__Work to complete__
Transcribe, exactly as they appear, only the lines from the one holding "Target: small rock" through the end of the entries below.

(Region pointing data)

★ ★ ★

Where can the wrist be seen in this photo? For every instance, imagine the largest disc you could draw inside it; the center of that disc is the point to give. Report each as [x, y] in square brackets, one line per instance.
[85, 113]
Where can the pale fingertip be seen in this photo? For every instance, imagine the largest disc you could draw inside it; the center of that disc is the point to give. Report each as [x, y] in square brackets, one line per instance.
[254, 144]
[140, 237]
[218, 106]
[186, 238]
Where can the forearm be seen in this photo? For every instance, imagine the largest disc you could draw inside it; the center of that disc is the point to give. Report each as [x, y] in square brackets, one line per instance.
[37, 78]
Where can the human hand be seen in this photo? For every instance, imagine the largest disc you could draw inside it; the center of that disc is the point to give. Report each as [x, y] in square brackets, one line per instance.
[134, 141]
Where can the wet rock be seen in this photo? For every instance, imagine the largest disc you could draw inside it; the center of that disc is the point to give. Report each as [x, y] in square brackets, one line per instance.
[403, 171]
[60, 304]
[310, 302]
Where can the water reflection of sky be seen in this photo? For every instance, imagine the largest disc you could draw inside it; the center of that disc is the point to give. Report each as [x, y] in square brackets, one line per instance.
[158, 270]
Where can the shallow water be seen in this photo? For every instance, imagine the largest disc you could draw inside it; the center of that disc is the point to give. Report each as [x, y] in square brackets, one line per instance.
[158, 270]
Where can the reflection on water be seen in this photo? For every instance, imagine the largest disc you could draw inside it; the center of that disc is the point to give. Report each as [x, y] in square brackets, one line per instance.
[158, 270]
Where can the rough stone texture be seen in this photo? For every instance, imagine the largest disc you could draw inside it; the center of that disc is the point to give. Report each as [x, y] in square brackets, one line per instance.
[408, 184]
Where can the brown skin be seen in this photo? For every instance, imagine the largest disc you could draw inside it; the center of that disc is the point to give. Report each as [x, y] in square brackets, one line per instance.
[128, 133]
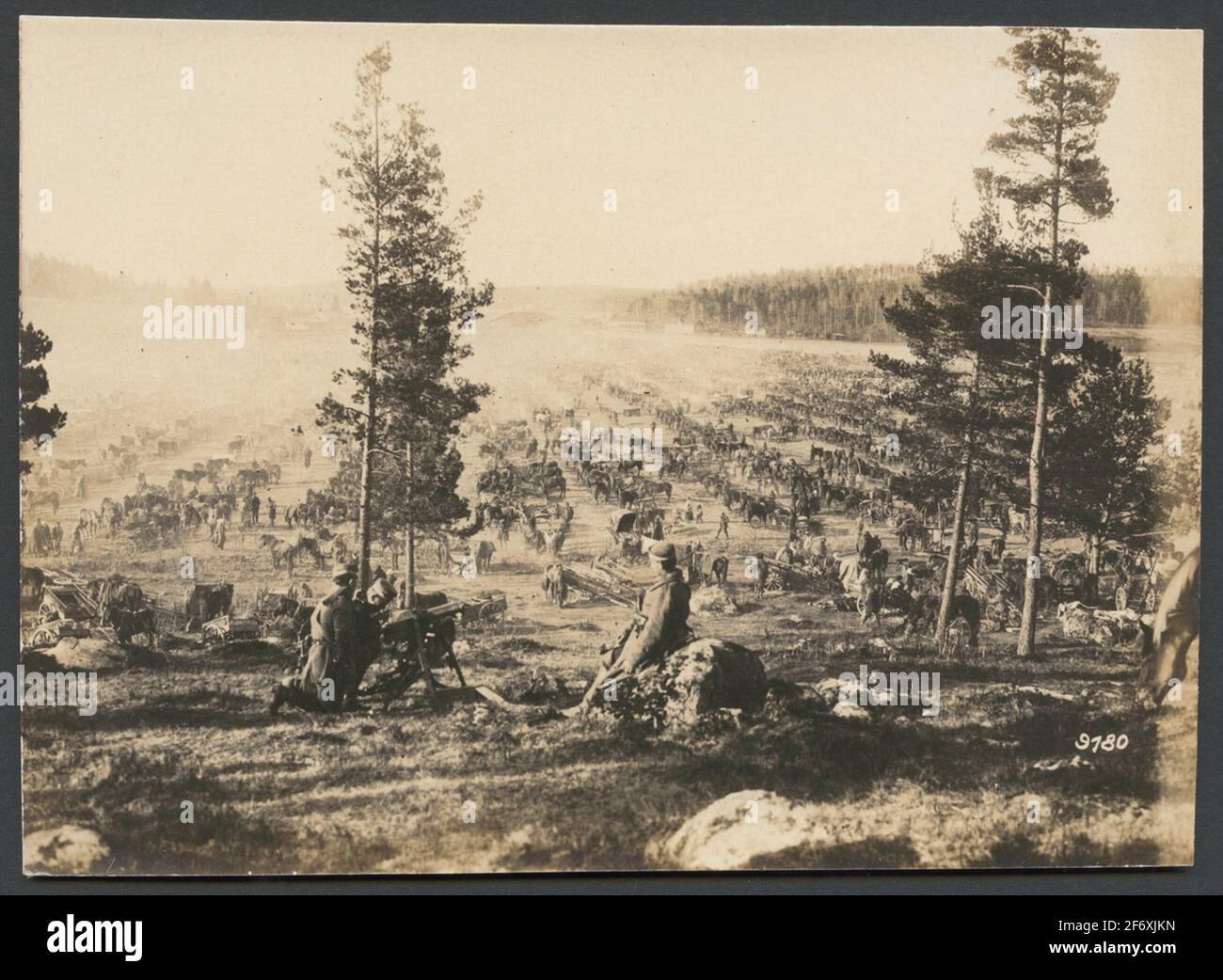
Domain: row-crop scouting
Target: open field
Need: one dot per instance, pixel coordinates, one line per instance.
(469, 788)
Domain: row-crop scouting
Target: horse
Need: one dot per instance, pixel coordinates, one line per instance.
(1166, 640)
(924, 613)
(484, 551)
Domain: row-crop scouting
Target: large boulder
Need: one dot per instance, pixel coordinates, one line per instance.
(739, 831)
(698, 680)
(65, 850)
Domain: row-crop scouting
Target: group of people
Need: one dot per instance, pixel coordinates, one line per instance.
(45, 539)
(251, 507)
(345, 638)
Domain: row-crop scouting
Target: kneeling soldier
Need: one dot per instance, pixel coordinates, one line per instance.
(659, 628)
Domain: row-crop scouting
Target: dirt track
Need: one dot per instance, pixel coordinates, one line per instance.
(391, 791)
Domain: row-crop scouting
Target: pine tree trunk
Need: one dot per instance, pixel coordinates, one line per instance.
(1035, 472)
(1036, 458)
(367, 474)
(953, 560)
(961, 501)
(410, 538)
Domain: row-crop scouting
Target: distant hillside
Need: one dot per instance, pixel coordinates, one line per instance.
(849, 301)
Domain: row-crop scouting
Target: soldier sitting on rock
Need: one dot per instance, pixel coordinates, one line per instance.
(659, 628)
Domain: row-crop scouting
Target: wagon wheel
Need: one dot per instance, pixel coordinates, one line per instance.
(43, 634)
(216, 633)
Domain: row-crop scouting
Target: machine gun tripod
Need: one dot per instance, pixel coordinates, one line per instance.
(422, 641)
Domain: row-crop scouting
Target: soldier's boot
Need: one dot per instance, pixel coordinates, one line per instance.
(280, 697)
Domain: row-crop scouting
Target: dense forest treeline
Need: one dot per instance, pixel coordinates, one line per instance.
(847, 301)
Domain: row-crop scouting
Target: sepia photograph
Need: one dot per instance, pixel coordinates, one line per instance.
(478, 449)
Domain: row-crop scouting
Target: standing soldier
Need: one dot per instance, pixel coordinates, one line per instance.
(659, 627)
(319, 686)
(761, 576)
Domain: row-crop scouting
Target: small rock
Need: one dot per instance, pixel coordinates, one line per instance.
(65, 850)
(740, 830)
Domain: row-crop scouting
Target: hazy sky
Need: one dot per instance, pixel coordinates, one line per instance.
(223, 181)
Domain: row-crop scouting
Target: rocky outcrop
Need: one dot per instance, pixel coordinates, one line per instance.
(65, 850)
(696, 681)
(739, 831)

★ ★ ★

__Result__
Target: small rock
Need: one dot per instance, pixel coordinates, one line per instance.
(65, 850)
(740, 830)
Domain: row-crop scouting
Target: hazy sky
Need: one dot per instance, pixel coordinates, one line per instance.
(223, 181)
Domain: row-crop scouting
Target: rocky outcrop
Need: one dot per instance, pixel coordinates, one line per instance.
(65, 850)
(696, 681)
(739, 831)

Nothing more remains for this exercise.